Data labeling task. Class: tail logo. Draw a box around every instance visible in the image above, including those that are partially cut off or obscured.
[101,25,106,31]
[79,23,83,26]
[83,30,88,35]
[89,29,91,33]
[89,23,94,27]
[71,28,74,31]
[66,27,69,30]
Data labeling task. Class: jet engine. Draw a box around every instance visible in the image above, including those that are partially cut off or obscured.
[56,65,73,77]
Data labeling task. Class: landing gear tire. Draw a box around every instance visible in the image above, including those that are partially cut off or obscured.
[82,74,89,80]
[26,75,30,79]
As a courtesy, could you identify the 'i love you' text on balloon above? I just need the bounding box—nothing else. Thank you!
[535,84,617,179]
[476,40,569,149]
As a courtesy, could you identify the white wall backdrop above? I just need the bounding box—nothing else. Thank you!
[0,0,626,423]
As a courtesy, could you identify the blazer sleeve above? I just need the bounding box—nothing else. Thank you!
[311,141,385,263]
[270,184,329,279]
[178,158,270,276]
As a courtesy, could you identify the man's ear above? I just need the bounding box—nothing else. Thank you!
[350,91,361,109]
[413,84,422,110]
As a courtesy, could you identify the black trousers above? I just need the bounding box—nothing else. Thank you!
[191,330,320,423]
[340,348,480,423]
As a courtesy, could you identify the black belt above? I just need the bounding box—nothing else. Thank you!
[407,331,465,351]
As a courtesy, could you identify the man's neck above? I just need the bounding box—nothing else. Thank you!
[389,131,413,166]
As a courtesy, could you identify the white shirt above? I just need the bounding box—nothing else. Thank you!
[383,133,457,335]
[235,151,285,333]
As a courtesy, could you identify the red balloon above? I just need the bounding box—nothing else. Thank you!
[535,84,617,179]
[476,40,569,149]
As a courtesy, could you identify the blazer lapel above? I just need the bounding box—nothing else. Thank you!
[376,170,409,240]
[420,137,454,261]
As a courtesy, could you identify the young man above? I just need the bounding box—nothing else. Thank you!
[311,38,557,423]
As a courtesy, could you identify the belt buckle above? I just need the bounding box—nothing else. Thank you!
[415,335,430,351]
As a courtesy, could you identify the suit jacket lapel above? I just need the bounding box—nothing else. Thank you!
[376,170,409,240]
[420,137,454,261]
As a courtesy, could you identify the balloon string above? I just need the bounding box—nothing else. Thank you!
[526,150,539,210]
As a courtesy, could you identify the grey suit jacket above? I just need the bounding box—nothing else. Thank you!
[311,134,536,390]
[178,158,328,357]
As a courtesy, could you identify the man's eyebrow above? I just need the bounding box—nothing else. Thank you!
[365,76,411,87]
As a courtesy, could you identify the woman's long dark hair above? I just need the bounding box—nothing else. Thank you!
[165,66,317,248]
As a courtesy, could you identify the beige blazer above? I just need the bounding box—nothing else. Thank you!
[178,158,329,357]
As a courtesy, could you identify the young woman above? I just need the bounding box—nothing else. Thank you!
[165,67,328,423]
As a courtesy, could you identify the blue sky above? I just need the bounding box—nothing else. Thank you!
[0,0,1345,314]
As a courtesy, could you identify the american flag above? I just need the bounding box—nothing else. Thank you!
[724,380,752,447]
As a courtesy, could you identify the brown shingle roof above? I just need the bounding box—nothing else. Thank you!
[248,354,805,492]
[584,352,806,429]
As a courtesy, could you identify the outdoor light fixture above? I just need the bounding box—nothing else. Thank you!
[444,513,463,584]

→ **Work to be completed**: Copy out every line of the listing above word for word.

→ **Output**:
Data labeling task. Class: tail logo. Draw a box around every instance visible in the image above, including those that are partially cut off or obscured.
[101,25,106,31]
[79,23,83,26]
[83,30,88,35]
[89,29,91,33]
[89,23,94,27]
[71,28,74,31]
[66,27,69,30]
Data labeling task. Class: jet engine. Draw a box around every instance visible in the image above, including those that are partially cut off or obscured.
[56,65,73,77]
Data labeling task. Class: landing gear tire. Draw a box around every instance visible in the image above, including those that are partially cut off or obscured.
[82,74,89,80]
[26,75,30,79]
As a courtesy, could you identify the 'i love you' text on balloon above? I just need the bounding box—nothing else. Thank you!
[535,84,617,179]
[476,40,569,149]
As a courtesy, could you identify the white wall backdrop above? I just need the bounding box—nothing else. Thank you!
[0,0,626,423]
As a courtesy, could you identify the blazer sleeve above? I just need the bounding box—nothing else. Thank you!
[311,141,385,263]
[270,184,329,279]
[178,158,270,276]
As a courtesy, could you identify the man's ear above? I just need the bounding box—nothing else. Thank you!
[350,91,361,109]
[413,84,422,110]
As a courtesy, could you identify the black trousers above? I just need the bounding box—nothing else. Thank you!
[191,330,320,423]
[340,348,480,423]
As a courtesy, could you identify the black belt above? I just need the bounding box—nothing else. Thank you!
[407,331,465,351]
As a courtesy, could you identify the man's neck above? I just need the bounding box—nothing else. Thank you!
[389,131,413,166]
As a courtesy, could you identify the white shirt above? I just need the bounding box—nothing else. Thank you!
[383,133,457,335]
[235,151,285,333]
As a courtesy, could you identify the red balloon above? I just need the bounding box—nothing else. Thank you!
[535,84,617,179]
[476,40,569,149]
As a courtesy, could you identify the blazer lapel above? I just need the bounding box—nothing else. Thank you!
[376,170,409,240]
[420,137,454,261]
As a courtesy, could you identify the young man above? I just need the bounding box—nothing else. Thank you!
[311,38,557,423]
As a courtesy, could you identify the belt buckle above? I just need the bounding box—nothing else. Thank you!
[415,335,430,351]
As a courtesy, could you identify the suit jacket lapel above? I just need the bounding box—nothing else. Thank you!
[376,170,409,240]
[420,137,454,261]
As a courtesy, could you identify the balloon string above? I just need the bounding box—nothing else. Thank you!
[526,150,539,210]
As a courtesy, could you identify the grey suit jacket above? I just need the bounding box—nothing else. Thank you!
[311,134,536,390]
[178,158,328,357]
As a courtesy, could you identify the man's eyebrow above? I just need the bounding box—nothing else. Thank you!
[365,76,411,87]
As a courtesy, could you identify the woman's long dark hair above? I just need the bounding box—nothing else. Thank you!
[165,66,317,248]
As a courtesy, could you identify the beige blazer above? I just need the bounding box—nothing else. Thank you!
[178,158,329,357]
As a courtesy, could you identify the young woman above? I just need the bounding box—nothing else. Thank you!
[165,67,328,423]
As a courtesy, could you identify the blue sky above? I just need the bounding box—nothing else. Thank you!
[0,0,1345,314]
As a courtesy, could you identify the american flag above? I just need the bounding box—nothing else. Thank you!
[724,380,752,447]
As a courtesy, could you identify the brown shingle roof above? I just need the bounding box—nothing else. Thank you!
[248,354,805,492]
[584,352,806,429]
As a courtesy, could you identify the outdoor light fixture above? I just need the bounding box—nothing else. Thank you!
[444,513,463,584]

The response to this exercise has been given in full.